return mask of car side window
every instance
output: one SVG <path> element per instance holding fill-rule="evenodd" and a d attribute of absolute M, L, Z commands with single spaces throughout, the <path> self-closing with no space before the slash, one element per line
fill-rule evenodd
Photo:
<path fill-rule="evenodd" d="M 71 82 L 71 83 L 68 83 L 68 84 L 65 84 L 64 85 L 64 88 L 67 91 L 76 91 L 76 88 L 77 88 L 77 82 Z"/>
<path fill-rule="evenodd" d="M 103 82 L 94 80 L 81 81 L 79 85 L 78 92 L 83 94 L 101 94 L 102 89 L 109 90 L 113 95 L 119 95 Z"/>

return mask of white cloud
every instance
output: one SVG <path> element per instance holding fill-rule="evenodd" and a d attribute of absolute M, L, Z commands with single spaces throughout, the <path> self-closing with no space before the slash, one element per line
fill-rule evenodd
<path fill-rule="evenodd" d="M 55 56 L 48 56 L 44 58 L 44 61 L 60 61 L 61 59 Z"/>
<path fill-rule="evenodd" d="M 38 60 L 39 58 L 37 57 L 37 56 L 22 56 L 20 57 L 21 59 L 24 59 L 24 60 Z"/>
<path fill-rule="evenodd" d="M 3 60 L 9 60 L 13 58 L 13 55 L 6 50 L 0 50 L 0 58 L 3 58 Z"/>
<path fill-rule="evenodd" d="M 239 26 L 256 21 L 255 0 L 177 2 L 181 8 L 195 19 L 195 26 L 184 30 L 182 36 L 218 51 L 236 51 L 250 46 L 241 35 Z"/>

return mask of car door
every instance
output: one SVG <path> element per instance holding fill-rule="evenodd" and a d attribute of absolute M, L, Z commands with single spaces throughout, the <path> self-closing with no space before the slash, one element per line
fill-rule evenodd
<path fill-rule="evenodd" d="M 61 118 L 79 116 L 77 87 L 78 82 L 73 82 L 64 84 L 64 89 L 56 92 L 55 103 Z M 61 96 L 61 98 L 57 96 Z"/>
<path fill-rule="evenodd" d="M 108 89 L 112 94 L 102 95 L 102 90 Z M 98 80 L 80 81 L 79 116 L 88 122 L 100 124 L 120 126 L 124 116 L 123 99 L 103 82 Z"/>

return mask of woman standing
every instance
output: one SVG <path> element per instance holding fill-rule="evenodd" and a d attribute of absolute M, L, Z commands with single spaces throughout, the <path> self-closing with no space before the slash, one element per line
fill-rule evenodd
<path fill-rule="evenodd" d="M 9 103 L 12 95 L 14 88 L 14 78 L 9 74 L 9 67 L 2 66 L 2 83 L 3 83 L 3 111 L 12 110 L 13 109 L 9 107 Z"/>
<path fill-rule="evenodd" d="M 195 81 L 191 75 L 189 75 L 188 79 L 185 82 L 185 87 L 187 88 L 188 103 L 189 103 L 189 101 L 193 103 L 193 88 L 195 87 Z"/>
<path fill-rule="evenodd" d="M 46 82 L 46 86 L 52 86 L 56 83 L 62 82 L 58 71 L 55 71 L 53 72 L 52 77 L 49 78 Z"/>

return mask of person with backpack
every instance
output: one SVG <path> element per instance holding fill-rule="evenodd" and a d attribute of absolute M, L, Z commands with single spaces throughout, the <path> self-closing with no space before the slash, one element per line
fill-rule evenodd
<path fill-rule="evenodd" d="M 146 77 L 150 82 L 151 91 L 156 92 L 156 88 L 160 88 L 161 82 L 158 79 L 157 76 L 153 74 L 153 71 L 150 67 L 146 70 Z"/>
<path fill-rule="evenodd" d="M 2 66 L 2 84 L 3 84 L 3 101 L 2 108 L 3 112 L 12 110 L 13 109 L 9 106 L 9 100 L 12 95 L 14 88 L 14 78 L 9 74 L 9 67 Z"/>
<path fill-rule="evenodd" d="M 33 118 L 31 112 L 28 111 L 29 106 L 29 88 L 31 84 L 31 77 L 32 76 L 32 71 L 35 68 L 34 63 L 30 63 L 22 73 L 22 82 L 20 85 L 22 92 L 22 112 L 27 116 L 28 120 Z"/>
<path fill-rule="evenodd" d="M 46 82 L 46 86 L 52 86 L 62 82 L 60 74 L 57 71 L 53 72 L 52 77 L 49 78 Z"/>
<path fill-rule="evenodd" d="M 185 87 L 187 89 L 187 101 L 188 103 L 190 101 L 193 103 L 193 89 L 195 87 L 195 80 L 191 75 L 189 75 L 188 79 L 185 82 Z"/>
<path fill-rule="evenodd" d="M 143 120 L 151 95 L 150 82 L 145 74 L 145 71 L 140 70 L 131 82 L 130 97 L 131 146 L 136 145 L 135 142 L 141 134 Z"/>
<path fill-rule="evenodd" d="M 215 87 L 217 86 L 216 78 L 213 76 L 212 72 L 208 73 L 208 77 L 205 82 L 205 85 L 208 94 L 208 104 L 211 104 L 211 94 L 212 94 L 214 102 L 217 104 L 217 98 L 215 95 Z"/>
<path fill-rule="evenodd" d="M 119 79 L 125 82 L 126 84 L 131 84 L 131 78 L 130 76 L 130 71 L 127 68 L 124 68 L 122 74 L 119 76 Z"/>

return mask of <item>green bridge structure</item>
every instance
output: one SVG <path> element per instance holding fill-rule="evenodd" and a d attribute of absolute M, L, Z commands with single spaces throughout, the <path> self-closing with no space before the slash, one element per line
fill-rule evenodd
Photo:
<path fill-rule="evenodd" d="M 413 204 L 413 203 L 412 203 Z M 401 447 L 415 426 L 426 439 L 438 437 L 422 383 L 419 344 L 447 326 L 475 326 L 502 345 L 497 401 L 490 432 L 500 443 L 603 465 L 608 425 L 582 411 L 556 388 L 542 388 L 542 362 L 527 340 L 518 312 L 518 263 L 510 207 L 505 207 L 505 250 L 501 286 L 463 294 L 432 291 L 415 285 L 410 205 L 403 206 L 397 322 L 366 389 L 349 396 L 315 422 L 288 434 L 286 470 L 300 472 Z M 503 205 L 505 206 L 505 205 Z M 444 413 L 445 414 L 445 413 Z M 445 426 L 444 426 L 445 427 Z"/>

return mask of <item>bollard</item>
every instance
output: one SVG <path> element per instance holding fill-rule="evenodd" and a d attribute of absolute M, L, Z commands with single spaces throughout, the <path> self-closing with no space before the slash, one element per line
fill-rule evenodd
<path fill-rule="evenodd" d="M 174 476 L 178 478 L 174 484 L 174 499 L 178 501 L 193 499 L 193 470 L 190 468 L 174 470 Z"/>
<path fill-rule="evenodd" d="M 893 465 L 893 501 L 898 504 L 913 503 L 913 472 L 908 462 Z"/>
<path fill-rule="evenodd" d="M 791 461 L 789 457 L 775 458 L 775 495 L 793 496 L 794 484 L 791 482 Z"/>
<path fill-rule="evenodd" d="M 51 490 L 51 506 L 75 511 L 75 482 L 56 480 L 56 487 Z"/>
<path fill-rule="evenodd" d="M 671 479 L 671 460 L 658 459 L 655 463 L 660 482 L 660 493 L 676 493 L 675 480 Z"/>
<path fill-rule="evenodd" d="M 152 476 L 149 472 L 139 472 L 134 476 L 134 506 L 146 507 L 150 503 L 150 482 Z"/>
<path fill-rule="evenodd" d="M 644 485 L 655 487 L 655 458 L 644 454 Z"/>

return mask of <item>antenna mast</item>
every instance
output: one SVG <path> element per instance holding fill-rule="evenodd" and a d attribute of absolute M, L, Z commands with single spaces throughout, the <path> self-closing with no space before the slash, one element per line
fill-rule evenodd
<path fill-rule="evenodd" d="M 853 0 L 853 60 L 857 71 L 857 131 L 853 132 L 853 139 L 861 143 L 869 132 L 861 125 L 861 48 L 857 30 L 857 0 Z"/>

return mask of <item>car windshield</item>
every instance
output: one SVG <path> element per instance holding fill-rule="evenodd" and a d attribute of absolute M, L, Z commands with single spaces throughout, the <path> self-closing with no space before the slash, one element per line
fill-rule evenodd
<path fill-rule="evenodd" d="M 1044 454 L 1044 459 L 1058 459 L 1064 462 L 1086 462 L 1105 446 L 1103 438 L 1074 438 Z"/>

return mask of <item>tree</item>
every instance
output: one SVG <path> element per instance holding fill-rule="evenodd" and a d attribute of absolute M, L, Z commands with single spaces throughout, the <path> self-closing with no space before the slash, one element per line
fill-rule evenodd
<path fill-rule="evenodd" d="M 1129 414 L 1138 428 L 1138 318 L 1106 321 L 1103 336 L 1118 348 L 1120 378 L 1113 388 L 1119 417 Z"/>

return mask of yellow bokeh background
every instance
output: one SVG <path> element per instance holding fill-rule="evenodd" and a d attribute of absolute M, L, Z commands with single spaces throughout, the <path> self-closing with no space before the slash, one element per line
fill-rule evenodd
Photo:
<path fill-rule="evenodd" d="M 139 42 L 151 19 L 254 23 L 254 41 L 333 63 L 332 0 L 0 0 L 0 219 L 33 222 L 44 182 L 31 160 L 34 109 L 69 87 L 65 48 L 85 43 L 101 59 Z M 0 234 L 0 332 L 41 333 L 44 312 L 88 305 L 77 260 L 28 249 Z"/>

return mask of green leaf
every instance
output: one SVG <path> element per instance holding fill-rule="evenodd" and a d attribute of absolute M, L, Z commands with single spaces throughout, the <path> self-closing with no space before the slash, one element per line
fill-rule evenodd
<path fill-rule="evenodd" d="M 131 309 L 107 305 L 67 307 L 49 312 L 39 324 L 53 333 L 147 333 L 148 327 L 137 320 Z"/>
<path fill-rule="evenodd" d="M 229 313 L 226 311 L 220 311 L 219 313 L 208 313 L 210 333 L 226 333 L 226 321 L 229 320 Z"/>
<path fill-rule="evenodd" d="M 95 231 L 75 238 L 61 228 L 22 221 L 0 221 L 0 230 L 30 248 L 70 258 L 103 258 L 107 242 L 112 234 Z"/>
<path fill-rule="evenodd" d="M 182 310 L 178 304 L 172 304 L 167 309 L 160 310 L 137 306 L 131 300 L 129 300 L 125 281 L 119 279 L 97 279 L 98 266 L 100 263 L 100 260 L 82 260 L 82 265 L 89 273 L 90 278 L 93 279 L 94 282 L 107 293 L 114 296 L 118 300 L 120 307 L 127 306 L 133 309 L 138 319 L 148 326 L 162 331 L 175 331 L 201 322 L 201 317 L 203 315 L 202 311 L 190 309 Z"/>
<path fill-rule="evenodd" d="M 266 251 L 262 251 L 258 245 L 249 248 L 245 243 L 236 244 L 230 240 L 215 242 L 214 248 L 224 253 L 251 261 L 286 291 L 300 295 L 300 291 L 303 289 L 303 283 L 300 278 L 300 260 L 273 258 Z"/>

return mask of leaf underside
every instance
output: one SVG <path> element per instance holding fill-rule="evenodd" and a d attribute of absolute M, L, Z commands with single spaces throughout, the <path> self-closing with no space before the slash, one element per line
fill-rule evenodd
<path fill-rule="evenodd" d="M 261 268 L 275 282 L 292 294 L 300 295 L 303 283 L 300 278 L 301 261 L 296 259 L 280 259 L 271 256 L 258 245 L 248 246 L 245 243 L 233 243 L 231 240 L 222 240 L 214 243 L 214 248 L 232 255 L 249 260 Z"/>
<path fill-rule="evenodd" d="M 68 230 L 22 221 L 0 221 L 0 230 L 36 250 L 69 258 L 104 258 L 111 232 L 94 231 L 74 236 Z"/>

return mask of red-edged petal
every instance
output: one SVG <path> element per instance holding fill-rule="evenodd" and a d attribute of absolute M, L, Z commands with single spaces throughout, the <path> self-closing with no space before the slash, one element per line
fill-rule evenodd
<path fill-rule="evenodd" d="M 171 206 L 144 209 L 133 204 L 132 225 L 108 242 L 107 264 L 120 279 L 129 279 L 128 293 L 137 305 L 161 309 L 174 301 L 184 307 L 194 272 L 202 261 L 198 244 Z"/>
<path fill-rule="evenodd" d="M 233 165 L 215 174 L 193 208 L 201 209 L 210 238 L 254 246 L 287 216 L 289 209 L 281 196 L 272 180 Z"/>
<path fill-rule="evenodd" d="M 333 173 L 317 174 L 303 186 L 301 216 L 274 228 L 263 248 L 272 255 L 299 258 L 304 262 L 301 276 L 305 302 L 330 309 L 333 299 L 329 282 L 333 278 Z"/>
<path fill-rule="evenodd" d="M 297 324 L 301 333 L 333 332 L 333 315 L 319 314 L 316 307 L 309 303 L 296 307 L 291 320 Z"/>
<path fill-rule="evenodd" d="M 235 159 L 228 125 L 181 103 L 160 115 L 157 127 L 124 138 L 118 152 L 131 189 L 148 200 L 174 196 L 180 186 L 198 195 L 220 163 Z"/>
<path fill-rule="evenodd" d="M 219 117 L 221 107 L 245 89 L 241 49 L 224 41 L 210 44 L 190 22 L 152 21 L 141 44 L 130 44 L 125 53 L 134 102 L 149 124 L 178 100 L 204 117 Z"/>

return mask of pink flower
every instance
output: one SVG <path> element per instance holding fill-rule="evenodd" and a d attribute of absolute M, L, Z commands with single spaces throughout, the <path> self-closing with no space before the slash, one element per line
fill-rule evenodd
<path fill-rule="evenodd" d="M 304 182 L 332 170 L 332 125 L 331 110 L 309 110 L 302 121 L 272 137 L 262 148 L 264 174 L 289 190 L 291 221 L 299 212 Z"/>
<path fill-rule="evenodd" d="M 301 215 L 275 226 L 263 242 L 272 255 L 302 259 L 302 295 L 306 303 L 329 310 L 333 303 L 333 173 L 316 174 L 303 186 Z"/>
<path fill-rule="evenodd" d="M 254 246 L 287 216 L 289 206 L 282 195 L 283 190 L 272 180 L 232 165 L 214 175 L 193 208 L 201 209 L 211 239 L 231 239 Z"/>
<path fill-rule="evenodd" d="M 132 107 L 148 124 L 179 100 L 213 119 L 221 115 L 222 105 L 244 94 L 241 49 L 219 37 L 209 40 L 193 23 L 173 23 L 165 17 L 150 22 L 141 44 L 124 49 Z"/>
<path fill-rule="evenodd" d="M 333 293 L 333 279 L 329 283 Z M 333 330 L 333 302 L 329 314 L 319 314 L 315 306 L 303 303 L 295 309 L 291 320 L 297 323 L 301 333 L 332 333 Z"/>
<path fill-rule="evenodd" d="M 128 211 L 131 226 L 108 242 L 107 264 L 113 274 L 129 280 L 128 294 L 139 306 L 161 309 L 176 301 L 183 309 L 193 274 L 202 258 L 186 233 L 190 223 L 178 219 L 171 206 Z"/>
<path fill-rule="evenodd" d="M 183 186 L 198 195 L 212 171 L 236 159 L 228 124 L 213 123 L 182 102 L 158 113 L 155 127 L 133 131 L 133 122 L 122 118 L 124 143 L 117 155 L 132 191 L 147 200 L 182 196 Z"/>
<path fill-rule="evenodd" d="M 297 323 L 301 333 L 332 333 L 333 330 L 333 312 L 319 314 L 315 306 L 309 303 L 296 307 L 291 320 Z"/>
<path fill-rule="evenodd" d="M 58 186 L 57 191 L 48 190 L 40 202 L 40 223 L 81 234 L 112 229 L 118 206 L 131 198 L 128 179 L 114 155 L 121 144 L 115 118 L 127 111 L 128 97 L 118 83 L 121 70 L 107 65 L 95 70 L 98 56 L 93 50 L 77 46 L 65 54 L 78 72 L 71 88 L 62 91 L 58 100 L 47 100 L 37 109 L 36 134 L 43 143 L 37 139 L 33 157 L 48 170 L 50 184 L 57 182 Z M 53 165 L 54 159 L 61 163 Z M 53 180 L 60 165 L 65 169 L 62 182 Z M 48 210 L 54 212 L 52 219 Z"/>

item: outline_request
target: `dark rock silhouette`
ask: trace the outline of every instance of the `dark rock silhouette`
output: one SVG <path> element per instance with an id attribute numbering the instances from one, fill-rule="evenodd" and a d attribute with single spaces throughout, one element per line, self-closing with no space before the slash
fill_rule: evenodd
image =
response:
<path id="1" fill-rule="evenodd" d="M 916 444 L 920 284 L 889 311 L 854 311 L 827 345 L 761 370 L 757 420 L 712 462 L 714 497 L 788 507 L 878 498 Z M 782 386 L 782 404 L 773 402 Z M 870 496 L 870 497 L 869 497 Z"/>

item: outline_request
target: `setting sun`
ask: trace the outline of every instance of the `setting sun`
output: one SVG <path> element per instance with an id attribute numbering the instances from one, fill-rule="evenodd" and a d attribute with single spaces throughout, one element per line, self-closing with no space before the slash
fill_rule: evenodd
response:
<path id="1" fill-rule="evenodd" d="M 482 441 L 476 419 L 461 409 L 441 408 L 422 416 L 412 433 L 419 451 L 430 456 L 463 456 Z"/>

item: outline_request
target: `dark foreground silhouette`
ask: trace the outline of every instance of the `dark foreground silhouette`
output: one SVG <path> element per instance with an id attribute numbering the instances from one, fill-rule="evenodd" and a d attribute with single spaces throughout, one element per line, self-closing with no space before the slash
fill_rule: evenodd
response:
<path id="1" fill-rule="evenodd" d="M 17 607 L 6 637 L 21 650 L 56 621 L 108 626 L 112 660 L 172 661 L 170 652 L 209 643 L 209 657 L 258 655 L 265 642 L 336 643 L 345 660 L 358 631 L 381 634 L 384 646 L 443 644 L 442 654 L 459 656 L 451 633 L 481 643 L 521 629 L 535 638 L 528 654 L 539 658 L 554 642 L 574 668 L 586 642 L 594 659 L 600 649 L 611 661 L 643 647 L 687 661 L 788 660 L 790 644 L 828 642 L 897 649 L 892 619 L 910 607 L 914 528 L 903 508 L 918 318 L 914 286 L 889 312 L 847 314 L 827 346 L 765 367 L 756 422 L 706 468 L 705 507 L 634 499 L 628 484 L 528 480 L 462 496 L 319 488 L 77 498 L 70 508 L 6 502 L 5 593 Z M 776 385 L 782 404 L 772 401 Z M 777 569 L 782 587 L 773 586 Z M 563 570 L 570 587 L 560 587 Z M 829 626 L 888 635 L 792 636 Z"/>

.....

#### Rincian tugas
Sunting baris-baris data mulai dari baris yang memuat "return mask of yellow bokeh background" hingga dan termasuk baris yang memuat "139 42 L 151" dengan mengganti "yellow" menjadi "golden". Biarkan semua bagian lain tetap sama.

#### Jawaban lengkap
return mask of golden bokeh background
every instance
output: one SVG <path> element per instance holding fill-rule="evenodd" and a d attribute of absolute M, L, Z commands with single spaces throughout, the <path> self-closing with no space before the slash, one element per line
fill-rule evenodd
Photo:
<path fill-rule="evenodd" d="M 139 42 L 151 19 L 254 23 L 254 41 L 333 63 L 332 0 L 0 0 L 0 219 L 33 222 L 44 182 L 31 160 L 34 109 L 69 87 L 65 48 L 85 43 L 101 59 Z M 0 234 L 0 332 L 41 333 L 44 312 L 88 305 L 77 260 L 28 249 Z"/>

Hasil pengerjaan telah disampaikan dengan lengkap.